Uni-Tübingen

Newsletter Uni Tübingen aktuell Nr. 1/2025: Uni intern

Forschungskooperationen über Fächer- und Fakultätsgrenzen hinweg im Fokus

Interview mit Dekanin Taiga Brahm und Dekan Dominik Papies, der neuen Doppelspitze der Wirtschafts- und Sozialwissenschaftlichen Fakultät

Sie sind jetzt 100 Tage im Amt (Interview am 10.12.24). Wie klappt die Arbeit als Doppelspitze? 

Brahm: Wir haben eine Art Geschäftsverteilungsplan und die Zusammenarbeit läuft hervorragend. Dank elektronischer Kooperationstools können wir uns regelmäßig abstimmen, wenn nötig sehr kurzfristig. Das ist aus meiner Sicht auch die Voraussetzung, dass so eine Doppelspitze funktioniert. 

Unser Anspruch ist es, nach außen immer mit einer Stimme zu sprechen. Für den Fall, dass wir in einer Sache einen Dissens haben, würden wir immer versuchen, diesen intern beizulegen, bevor wir unsere Meinung kundtun. 

Papies: Die Möglichkeit, sich gegenseitig abzusprechen und rückzukoppeln, eine zweite Meinung einzuholen und zu überlegen, wie wir gemeinsam vorgehen – das ist das Beste an der Doppelspitze und zugleich etwas, was ich nicht mehr missen möchte, ein riesiger Asset. Diese permanente Abstimmung empfinden wir nicht als Pflicht, vielmehr hat sie für unsere Arbeit als Dekane sogar eine entlastende Funktion.

Wie viel Zeit bleibt Ihnen neben der Tätigkeit als Dekanin bzw. Dekan noch für Forschung und Lehre? 

Brahm: Auf dem Papier sind wir „nebenamtliche Dekane in Hauptfunktion“. Für die ersten 100 Tage würde ich sagen, dass die Betonung auf Hauptfunktion liegt. Aber der Anspruch ist schon – und damit sind wir auch angetreten –, dass wir auch weiterhin Forschung und Lehre betreiben.

◆ **BEREITGESTELLTES MATERIAL**
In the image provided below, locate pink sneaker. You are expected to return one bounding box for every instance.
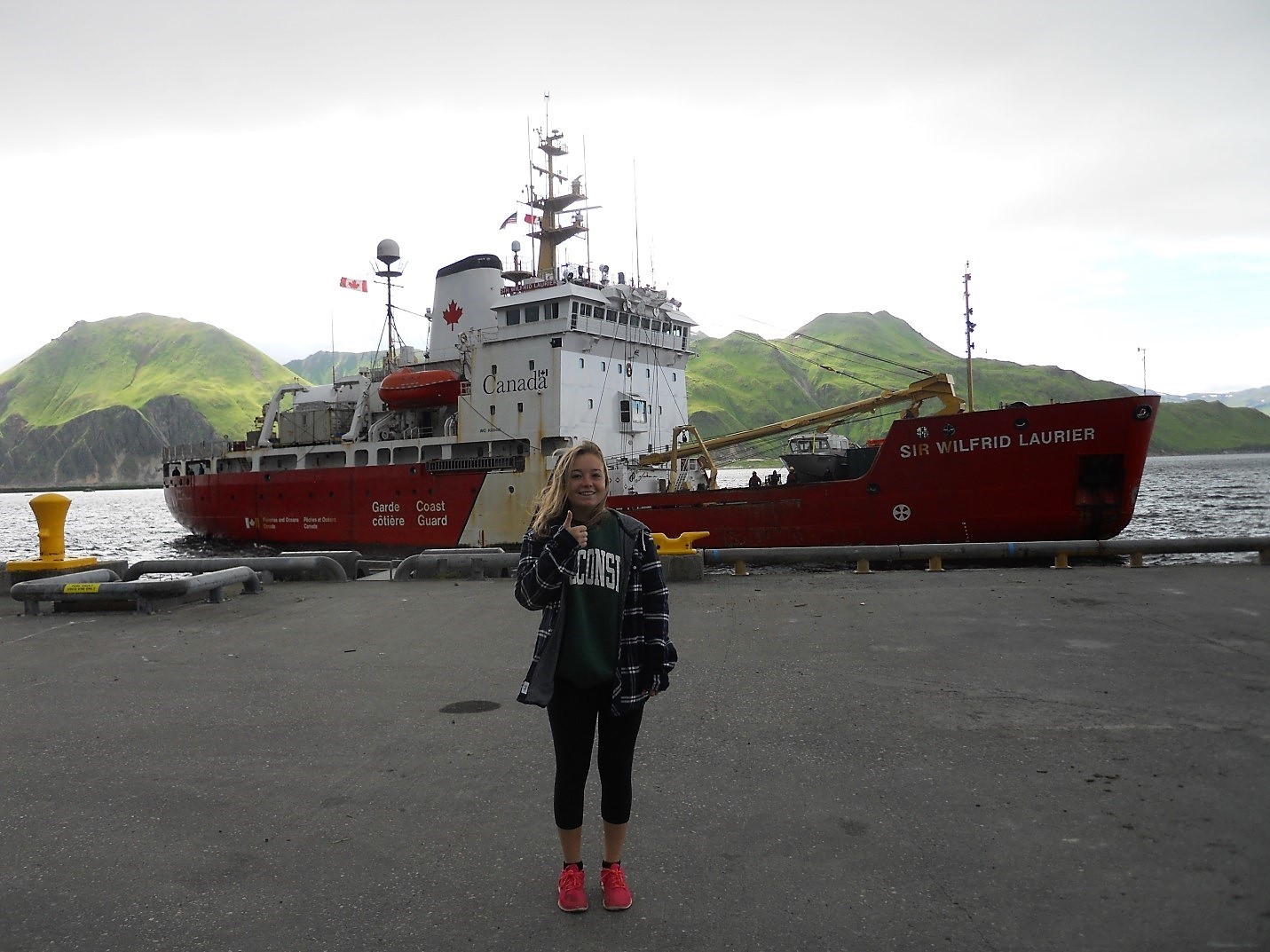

◆ **ZU ERLEDIGENDE AUFGABEN**
**1)** Im Interview mit der neuen Doppelspitze der Fakultät nennt Papies, was das Beste an der Doppelspitze sei. Zähle alle Möglichkeiten auf, die er dafür anführt.
**2)** Schreibe das Interview mit der Doppelspitze der Fakultät im Anschluss an seinen letzten Satz weiter.

◆ **ANTWORTEN JE AUFGABE**
**1)**
- sich gegenseitig absprechen und rückkoppeln
- eine zweite Meinung einholen
- überlegen, wie man gemeinsam vorgeht

**2)**
Papies: Wir bemühen uns, bestimmte Tage als „Forschungstage“ zu blockieren, aber in der Praxis funktioniert das nicht immer, wenn beispielsweise dringende Termine im Dekanat anstehen.

Als Dekan arbeitet man häufig in einer Art Managementmodus: Man liest und beantwortet Dutzende Emails, trifft ganz viele Entscheidungen – alleine oder im Gremium –, und das alles in einer sehr hohen Taktung. Dann wechselt man in den Forschungsmodus, sitzt drei Stunden vor einem Text oder vor einer Formel – und es passiert nichts. Diese Langsamkeit muss man aushalten können. Dieses Umschalten von einem Modus in den anderen und das Fokussieren auf eine einzige wissenschaftliche Fragestellung ist eine große Herausforderung.

Brahm: In der Lehre machen wir beide weiterhin mindestens einen Kurs pro Semester. Es ist sehr wichtig, auch als Dekan bzw. Dekanin weiterhin den Kontakt zu den Studierenden zu behalten. Wir haben beide für unsere Amtszeit eine Lehrstuhlvertretung, das ist wichtig im Hinblick auf laufende Forschungsprojekte. Gleichzeitig gibt es Aufgaben wie die Doktorandenbetreuung, die ich auch künftig nicht abgeben möchte.

Sie sind als Doppelspitze beide Mitglieder desselben Fachbereichs, ist das ein Problem?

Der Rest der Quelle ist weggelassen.